Aldo Clementi (25 May 1925 – 3 March 2011) was an Italian classical composer.

Life
Aldo Clementi was born in Catania, Italy. He studied the piano, graduating in 1946 at the Conservatorio Santa Cecilia in Rome. His studies in composition began in 1941, and his teachers included  and Goffredo Petrassi. After receiving his diploma in 1954 again at the Conservatorio Santa Cecilia, he attended the Darmstadt summer courses from 1955 to 1962. Important influences during this period included meeting Bruno Maderna in 1956, and working at the electronic music studio of the Italian radio broadcaster RAI in Milan.

Poesia de Rilke (1946) was the first work of his to be performed (Vienna, 1947). Of more significance was the premiere of Cantata (1954), which was broadcast by North German Radio (Hamburg) in 1956. In 1959 he won second prize in the ISCM competition with Episodi (1958), and in 1963 he took first prize in the same competition, with Sette scene da "Collage" (1961).

He taught music theory at the University of Bologna from 1971 to 1992.

Clementi died on 3 March 2011 in Rome.

Style
In 1983 David Fanning described Clementi's style of decelerating canons as "sharing in the widespread post-serial depression of the 1970s", while in 1988 Paul Griffiths referred to the "Alexandrian simplicity of his solution to the current confusion in music. Clementi himself described his works as "an extremely dense counterpoint, relegating the parts to the shameful role of inaudible, cadaverous micro-organisms".

His music has been featured at Ultima, the Oslo Contemporary Music Festival (2009), performed and recorded by ensembles including Trio Accanto, the Quatuor Bozzini, the Ives Ensemble and the Contemporary Music Ensemble of Wales and broadcast by BBC Radio 3.

◆ ◆ ◆ ◆ ◆ ◆ ◆

■ **Tasks for this exercise**:
1. Transcribe the passage of the Aldo Clementi biography starting at "Clementi died on" and ending at "BBC Radio 3.".
2. According to the Aldo Clementi biography, where did Clementi teach music theory, and during which years?

◆ ◆ ◆ ◆ ◆ ◆ ◆

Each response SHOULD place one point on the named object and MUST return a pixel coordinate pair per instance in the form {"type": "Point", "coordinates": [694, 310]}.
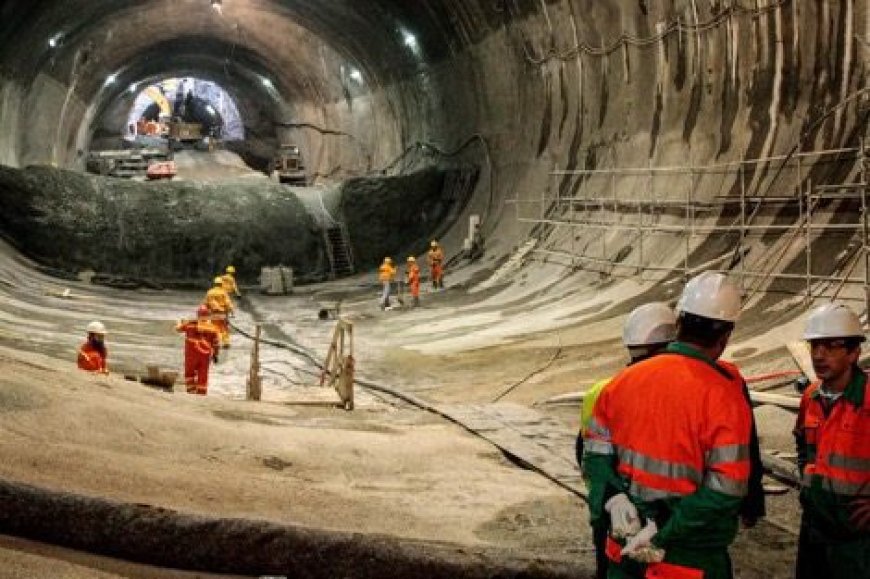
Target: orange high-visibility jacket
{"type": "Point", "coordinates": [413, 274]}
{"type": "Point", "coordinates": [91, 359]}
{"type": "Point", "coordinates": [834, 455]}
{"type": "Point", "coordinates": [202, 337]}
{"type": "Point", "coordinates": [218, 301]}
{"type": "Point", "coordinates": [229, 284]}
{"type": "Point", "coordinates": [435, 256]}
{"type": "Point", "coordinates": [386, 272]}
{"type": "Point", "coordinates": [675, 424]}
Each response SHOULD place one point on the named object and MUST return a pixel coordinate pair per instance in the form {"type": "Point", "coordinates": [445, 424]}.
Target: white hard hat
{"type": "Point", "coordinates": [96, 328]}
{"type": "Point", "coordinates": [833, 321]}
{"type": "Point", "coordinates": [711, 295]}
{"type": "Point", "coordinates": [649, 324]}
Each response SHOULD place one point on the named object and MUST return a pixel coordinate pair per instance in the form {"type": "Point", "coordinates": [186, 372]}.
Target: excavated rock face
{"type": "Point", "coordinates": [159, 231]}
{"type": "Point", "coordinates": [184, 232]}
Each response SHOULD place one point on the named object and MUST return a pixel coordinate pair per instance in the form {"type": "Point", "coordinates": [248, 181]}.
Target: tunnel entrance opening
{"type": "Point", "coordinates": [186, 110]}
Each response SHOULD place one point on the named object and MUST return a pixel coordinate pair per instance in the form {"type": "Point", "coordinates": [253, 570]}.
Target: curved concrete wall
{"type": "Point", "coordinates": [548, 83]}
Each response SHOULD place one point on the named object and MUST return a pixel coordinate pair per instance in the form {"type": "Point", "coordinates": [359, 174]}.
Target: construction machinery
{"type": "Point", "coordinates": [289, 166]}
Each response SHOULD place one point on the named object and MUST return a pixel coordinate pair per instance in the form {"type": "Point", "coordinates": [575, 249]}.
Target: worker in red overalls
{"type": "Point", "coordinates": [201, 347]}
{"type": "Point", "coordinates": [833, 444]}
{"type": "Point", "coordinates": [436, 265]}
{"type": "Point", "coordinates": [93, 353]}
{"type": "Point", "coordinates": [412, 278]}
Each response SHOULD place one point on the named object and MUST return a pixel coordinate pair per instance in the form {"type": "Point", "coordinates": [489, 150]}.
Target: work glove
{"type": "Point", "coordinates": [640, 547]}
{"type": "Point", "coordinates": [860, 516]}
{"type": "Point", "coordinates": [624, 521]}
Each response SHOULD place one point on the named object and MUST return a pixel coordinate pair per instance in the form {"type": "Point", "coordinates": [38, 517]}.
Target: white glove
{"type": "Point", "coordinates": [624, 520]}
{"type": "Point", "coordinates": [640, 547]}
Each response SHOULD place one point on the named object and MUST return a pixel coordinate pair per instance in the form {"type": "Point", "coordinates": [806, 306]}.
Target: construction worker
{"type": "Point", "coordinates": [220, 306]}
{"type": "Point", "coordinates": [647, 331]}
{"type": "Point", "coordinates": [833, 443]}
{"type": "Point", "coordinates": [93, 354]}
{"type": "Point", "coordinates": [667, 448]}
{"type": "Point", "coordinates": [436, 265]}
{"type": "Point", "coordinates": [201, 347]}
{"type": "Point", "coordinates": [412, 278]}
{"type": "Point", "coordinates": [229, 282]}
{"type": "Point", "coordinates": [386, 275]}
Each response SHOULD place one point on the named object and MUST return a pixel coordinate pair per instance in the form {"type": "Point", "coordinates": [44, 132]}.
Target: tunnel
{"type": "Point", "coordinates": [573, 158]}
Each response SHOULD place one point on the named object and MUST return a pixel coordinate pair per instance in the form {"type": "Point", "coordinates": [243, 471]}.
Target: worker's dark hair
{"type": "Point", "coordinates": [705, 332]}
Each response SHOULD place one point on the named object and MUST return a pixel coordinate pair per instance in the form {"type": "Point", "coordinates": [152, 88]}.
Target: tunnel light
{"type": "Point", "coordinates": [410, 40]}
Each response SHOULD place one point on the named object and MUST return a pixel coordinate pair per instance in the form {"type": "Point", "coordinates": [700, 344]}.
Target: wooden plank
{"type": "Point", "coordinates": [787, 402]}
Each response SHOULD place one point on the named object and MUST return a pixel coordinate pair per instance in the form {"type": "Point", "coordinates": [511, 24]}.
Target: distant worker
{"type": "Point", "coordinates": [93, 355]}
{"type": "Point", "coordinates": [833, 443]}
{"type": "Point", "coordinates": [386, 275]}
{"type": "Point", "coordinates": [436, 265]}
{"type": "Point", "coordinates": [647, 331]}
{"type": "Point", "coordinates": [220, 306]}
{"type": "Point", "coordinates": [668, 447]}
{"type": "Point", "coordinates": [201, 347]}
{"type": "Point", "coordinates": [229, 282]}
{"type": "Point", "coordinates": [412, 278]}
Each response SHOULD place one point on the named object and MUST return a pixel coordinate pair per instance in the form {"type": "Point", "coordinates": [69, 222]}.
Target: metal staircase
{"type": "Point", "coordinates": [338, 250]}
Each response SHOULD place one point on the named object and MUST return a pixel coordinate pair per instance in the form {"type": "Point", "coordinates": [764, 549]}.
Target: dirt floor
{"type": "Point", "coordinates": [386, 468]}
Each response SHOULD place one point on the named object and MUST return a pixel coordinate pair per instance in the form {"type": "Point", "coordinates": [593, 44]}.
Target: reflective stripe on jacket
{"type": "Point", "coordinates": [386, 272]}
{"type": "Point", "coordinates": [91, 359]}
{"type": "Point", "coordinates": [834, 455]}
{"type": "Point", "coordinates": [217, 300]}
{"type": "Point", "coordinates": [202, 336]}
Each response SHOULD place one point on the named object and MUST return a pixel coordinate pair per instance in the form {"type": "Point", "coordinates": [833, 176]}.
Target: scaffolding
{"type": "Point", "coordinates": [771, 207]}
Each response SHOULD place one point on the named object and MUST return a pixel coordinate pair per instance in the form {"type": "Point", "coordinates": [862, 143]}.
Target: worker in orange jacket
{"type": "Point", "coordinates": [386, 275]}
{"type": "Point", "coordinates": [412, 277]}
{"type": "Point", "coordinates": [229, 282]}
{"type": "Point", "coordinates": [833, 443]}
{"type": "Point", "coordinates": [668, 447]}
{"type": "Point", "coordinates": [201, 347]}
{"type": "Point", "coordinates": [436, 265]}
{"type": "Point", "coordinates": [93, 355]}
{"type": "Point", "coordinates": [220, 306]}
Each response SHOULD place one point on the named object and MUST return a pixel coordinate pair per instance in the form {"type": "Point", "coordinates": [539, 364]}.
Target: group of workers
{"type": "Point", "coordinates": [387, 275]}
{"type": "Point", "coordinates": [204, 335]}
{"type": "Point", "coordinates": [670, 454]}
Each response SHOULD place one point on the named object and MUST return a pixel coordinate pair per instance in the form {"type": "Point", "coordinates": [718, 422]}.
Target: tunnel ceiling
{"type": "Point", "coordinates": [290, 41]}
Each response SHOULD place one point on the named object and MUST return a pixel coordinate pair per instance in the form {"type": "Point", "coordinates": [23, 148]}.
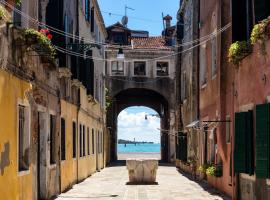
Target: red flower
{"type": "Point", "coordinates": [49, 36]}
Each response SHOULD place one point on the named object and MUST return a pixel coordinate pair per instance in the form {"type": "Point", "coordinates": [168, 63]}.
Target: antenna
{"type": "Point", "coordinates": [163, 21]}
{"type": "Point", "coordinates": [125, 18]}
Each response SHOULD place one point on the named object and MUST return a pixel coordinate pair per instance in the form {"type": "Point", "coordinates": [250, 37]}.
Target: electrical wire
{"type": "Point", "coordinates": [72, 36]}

◆ ◆ ◆ ◆ ◆ ◆ ◆

■ **Responses to the tasks**:
1.
Clementi died on 3 March 2011 in Rome.

Style
In 1983 David Fanning described Clementi's style of decelerating canons as "sharing in the widespread post-serial depression of the 1970s", while in 1988 Paul Griffiths referred to the "Alexandrian simplicity of his solution to the current confusion in music. Clementi himself described his works as "an extremely dense counterpoint, relegating the parts to the shameful role of inaudible, cadaverous micro-organisms".

His music has been featured at Ultima, the Oslo Contemporary Music Festival (2009), performed and recorded by ensembles including Trio Accanto, the Quatuor Bozzini, the Ives Ensemble and the Contemporary Music Ensemble of Wales and broadcast by BBC Radio 3.

2. At the University of Bologna, from 1971 to 1992.